Reproduce the material from its beginning through the line containing "[[118,78],[118,66],[112,66],[112,79]]", inclusive, replacing every instance of "doorway" with "entrance" and leaving all else unchanged.

begin DATASET ROWS

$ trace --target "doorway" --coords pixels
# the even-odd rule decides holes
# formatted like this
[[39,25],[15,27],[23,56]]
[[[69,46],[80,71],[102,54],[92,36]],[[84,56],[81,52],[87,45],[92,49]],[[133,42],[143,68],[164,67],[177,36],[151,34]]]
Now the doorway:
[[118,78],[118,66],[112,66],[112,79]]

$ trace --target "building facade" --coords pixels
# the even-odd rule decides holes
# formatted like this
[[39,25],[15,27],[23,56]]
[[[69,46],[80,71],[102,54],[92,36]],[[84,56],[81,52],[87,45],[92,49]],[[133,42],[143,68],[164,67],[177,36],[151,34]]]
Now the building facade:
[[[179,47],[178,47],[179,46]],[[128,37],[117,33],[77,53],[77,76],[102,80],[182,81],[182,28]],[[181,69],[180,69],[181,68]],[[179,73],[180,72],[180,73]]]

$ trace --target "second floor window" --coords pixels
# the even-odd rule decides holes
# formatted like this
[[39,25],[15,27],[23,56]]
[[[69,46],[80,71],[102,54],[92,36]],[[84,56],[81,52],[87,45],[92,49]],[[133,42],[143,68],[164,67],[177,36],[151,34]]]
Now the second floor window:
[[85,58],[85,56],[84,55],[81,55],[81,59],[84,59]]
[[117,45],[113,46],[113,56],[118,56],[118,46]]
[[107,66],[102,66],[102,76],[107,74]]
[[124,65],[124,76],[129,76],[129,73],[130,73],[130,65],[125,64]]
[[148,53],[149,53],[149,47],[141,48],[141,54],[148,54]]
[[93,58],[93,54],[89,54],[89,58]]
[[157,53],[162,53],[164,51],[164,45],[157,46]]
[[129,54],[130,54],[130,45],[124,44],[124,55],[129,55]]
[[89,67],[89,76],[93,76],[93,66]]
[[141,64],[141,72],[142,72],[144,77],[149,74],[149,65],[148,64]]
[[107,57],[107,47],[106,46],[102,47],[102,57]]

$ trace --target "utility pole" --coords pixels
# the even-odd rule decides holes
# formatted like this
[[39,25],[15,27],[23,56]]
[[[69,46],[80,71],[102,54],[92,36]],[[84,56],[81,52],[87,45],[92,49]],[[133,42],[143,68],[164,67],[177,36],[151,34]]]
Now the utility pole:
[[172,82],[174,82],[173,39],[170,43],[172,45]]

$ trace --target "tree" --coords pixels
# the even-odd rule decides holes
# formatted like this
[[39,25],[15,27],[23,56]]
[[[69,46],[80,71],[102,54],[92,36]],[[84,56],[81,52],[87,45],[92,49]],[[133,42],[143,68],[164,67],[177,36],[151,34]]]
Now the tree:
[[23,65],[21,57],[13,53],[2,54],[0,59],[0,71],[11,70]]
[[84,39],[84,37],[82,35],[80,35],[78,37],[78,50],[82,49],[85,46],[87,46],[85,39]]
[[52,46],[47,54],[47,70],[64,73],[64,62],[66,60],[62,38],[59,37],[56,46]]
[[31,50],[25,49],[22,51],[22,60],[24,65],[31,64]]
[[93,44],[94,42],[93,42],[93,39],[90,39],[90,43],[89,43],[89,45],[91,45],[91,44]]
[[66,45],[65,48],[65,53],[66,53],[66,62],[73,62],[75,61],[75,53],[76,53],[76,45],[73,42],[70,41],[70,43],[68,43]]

end DATASET ROWS

▶ **REPLY**
$ trace --target "entrance" --coords pixels
# the even-odd rule decides holes
# formatted like this
[[39,25],[15,27],[23,56]]
[[[69,46],[80,71],[102,54],[92,36]],[[84,56],[81,52],[87,45],[92,49]],[[133,42],[143,68],[164,67],[177,36],[151,34]]]
Now the entrance:
[[118,78],[118,66],[112,66],[112,79]]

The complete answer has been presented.